═════ Selection ═════
Welcome to my monthly Newsletter. Thank you for subscribing.
The golden age of vinyl records and all things retro are the highlights of my Newsletter. Writing stories about my vinyl record memories with content from my collection is my way of sharing memories and keeping the oldies alive.
I do appreciate your valuable time reading my newsletter.
Issue #098 - April, 2021.
Tune in each day to my favorite oldies station, the Country Doo Wop Show. My friend, Ned Ward turns music into memories playing yesterday’s Country favorites and the Classic Doo Wop hits of the 50s and 60s. Listen in Monday thru Saturday from 1pm to 3pm, all times Pacific, on KNCP Newberry Mix 107.3 FM.
While it's true that we often think of Ol' Jerry Lee as a rock 'n' roll pioneer, the "Pumpin' Piano Man" has had more success on the country side of the charts over the course of his more than 60 years in show biz.
Among all the versions of “Baby I'm Yours,” Jody Miller’s 1971 cross-over recording was the most successful Country version, placing #5 on the US Hot Country Songs (Billboard).
Spring has arrived and this song blends in perfectly. Les Paul and Mary Ford had the most popular version but I'll let you in on my favorite cover of this classic, published over 100 years ago. You're gonna love this version...
During the British invasion of the sixties few American groups were successful in their attempts to land a record at the top of the national charts. This group beat the odds with a string of highly acclaimed, top selling hits.
Do you collect vinyl records or vinyl record art? Some of us purchase and enjoy the album cover artwork more than the record itself. The Framed Album Cover Art featured this month is a group from the 70s. Enjoy the artwork and take note this album is considered one of the best ever by any artist, group or band.
It was 1959 when he appeared on the Dick Clark Saturday Night Beech-Nut Show and some of our lady visitors to vinyl record memories were mere teens, swooning over this 16-year-0ld boy from South Philadelphia.
Let's get started...
If you know anything about Jerry Lee Lewis as a performer, you know he doesn’t waste any time kicking himself into high gear.
═════ Information provided ═════
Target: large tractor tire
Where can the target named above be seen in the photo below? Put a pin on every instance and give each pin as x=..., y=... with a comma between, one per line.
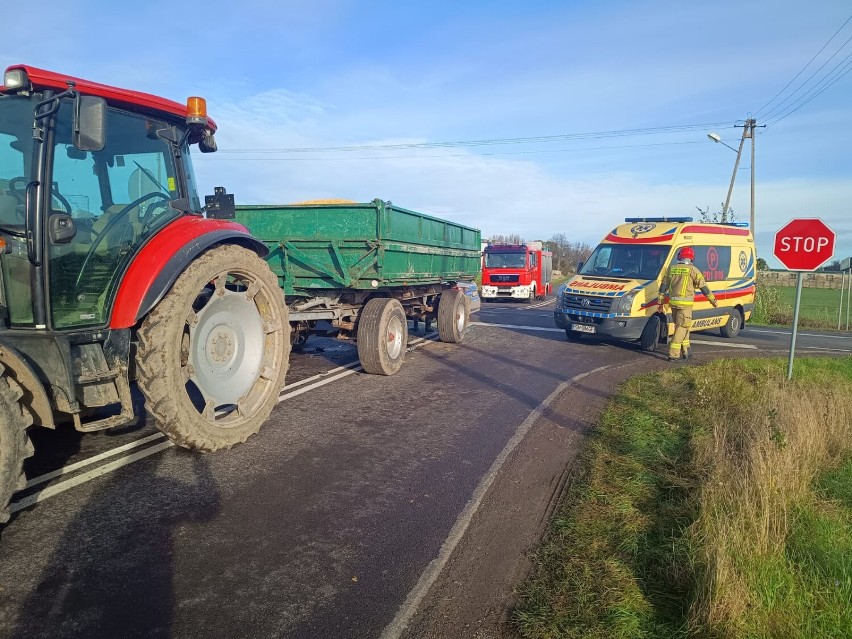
═════
Directions >>
- 1) Name every recording artist that the newsletter identifies by name.
- 2) Transcribe the newsletter word for word, starting at "While it's true" and ending at "love this version...".

Answer list >>
- 1) Jerry Lee Lewis, Jody Miller, Les Paul, Mary Ford

- 2)
While it's true that we often think of Ol' Jerry Lee as a rock 'n' roll pioneer, the "Pumpin' Piano Man" has had more success on the country side of the charts over the course of his more than 60 years in show biz.
Among all the versions of “Baby I'm Yours,” Jody Miller’s 1971 cross-over recording was the most successful Country version, placing #5 on the US Hot Country Songs (Billboard).
Spring has arrived and this song blends in perfectly. Les Paul and Mary Ford had the most popular version but I'll let you in on my favorite cover of this classic, published over 100 years ago. You're gonna love this version...